Task statement
All lines from the one with "Phrase: metal roof beam" through the last line of the data below should be copied exactly; please add nothing.

Extracted entries Block Start

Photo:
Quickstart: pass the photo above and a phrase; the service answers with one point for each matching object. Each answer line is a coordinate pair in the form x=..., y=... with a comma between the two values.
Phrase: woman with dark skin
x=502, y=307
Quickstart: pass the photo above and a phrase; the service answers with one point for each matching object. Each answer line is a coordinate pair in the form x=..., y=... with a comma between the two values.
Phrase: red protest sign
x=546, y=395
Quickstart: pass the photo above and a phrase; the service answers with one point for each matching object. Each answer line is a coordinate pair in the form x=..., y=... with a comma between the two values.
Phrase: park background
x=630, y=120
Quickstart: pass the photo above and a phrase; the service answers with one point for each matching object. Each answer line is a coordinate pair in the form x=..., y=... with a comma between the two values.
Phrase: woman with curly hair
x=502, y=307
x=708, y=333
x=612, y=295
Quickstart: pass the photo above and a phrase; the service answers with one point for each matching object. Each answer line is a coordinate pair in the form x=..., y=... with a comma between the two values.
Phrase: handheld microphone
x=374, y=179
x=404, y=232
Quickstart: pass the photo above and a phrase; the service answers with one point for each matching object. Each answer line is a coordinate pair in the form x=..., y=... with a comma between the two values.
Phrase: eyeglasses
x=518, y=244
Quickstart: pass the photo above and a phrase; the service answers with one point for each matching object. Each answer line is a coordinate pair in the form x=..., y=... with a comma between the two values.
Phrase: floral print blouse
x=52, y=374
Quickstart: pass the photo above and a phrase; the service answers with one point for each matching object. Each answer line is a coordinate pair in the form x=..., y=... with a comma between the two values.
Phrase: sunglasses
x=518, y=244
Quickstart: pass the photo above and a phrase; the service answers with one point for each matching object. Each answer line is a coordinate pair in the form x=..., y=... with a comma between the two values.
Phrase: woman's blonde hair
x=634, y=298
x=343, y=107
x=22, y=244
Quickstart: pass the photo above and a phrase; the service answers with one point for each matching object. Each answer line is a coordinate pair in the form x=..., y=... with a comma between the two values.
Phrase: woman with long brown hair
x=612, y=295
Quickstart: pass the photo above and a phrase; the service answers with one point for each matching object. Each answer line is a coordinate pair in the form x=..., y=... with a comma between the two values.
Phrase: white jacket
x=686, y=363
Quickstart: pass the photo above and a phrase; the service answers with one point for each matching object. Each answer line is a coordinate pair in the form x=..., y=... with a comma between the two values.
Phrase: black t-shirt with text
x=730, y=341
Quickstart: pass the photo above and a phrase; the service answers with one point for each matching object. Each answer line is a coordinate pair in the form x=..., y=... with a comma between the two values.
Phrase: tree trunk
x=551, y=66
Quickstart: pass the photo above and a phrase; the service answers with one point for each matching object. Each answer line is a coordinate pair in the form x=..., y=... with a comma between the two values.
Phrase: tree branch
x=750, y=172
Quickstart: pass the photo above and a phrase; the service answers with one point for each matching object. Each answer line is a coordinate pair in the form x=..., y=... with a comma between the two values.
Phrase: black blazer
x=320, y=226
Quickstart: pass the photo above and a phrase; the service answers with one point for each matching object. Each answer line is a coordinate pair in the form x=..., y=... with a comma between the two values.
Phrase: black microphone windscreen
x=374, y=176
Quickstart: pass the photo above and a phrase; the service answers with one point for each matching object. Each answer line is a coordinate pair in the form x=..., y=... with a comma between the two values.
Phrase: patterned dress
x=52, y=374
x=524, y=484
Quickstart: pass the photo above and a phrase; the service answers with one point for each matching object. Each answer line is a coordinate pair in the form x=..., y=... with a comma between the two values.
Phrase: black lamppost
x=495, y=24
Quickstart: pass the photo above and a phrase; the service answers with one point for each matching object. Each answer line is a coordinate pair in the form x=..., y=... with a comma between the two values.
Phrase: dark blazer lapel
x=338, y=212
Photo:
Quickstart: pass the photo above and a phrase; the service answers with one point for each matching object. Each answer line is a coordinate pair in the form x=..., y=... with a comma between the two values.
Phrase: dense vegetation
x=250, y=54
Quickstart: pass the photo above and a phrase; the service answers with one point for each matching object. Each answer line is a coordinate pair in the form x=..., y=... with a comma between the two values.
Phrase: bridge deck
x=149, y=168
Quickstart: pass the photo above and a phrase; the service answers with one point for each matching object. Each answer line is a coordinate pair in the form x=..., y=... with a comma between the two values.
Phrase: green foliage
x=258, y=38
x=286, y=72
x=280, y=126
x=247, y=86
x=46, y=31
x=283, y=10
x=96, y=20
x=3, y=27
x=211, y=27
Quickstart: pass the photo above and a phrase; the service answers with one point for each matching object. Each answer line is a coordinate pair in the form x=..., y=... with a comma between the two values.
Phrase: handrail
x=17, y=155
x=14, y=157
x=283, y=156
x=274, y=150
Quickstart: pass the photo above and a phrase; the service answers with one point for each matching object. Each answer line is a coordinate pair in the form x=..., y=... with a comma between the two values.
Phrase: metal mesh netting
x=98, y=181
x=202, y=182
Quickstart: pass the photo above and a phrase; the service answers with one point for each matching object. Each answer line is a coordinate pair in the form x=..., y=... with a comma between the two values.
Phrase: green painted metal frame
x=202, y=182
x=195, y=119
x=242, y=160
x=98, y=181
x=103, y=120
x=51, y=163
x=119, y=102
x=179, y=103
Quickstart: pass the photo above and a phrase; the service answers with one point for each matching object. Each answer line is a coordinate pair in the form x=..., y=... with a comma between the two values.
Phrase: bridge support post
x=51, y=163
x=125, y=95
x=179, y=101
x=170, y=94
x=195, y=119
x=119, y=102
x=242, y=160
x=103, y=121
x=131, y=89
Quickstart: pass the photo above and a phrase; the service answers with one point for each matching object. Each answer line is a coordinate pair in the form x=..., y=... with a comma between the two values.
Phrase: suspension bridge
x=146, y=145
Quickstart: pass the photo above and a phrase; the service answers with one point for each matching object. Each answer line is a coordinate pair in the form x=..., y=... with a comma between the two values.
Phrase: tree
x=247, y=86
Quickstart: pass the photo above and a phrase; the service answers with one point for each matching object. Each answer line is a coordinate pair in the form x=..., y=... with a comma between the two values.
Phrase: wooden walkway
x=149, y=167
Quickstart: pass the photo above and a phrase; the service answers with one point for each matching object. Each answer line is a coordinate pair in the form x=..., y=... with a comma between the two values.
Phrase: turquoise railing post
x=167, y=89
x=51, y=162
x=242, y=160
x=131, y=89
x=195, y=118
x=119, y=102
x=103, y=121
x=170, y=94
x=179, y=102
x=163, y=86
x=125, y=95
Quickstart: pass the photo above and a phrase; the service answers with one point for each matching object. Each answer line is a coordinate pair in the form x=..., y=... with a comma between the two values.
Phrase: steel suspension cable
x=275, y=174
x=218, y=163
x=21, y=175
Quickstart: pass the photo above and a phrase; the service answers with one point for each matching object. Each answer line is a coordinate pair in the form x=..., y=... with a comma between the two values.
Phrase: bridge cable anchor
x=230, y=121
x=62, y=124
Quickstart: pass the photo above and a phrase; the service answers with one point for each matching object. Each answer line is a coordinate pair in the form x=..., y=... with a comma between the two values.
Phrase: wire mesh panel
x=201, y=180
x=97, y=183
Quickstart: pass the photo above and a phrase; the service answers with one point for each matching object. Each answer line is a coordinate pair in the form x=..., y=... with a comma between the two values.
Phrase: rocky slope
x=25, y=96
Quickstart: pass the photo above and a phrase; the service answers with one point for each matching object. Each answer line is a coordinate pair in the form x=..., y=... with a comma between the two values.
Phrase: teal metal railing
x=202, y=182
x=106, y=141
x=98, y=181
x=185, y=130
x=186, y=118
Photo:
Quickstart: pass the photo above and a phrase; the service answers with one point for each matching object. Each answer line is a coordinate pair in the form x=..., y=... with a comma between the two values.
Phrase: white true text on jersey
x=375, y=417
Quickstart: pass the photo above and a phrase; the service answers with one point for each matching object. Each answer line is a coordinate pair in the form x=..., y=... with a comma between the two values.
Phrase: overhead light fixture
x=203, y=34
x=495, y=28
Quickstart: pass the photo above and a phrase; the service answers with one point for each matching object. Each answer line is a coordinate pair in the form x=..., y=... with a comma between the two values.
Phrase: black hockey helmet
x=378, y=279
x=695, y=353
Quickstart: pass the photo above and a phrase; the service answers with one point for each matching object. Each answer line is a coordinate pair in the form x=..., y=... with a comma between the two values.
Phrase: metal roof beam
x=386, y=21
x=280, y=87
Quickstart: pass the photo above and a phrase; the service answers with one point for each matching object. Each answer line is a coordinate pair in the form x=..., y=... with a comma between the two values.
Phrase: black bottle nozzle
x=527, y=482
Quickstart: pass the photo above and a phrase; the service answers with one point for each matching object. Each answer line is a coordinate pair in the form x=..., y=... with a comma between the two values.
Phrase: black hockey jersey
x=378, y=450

Extracted entries Block End

Solution to this problem
Phrase: metal roof beam
x=386, y=21
x=280, y=87
Quickstart: pass the photo above and a phrase; the service answers with one point for each matching object. Each answer line is a coordinate pair in the form x=..., y=... with a comma between the two values.
Phrase: black bottle nozzle
x=527, y=482
Quickstart: pass the photo above and a phrase; the service answers with one point for each matching object. Each answer line is a coordinate pair in the form x=..., y=... with a comma between the two values.
Phrase: black hockey jersey
x=378, y=450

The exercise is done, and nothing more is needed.